Saved entries |

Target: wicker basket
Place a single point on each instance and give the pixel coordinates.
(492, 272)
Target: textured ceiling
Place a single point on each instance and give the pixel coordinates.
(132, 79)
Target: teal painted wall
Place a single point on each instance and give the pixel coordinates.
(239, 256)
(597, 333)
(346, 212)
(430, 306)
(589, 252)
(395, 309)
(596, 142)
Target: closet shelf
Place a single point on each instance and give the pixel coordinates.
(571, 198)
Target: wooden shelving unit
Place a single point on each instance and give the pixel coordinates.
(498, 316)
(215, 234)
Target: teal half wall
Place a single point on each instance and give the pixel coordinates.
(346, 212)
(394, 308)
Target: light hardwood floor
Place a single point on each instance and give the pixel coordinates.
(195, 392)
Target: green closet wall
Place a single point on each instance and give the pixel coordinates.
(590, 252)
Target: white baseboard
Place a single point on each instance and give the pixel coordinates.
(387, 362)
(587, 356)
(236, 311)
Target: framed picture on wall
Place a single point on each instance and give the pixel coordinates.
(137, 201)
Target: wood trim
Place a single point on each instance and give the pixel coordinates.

Instructions to follow |
Pull each line containing the word "Target" out of the data above.

Completed task |
Target: wicker basket
Target: textured ceiling
Target: teal painted wall
Target: closet shelf
Target: wooden shelving unit
Target: teal half wall
Target: light hardwood floor
Target: green closet wall
Target: white baseboard
Target: framed picture on wall
Target: wood trim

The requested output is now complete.